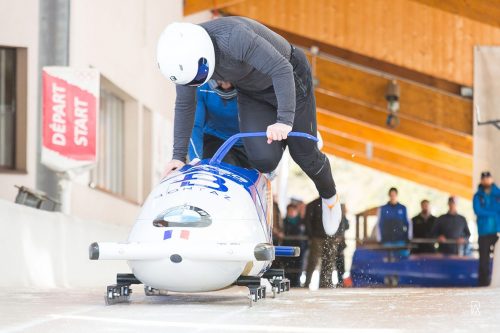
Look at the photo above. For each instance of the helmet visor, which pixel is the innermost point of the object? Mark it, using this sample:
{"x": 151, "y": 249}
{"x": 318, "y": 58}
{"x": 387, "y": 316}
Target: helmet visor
********
## [Directions for this task]
If a line above holds the string "visor", return it as it stands.

## [Solution for this task]
Look at the photo above. For each instance of the helmet visor, which pixel is the innermost point of the object? Mark it, using this sample:
Target: helmet visor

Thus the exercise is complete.